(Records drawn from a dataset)
------------------------------------------------------------------------
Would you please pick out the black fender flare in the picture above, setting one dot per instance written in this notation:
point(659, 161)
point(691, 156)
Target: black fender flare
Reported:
------------------------------------------------------------------------
— Task item —
Every record above should be copied exactly.

— Solved problem —
Would you please pick out the black fender flare in the picture above, setting one dot per instance written in this notation:
point(659, 161)
point(691, 156)
Target: black fender flare
Reported:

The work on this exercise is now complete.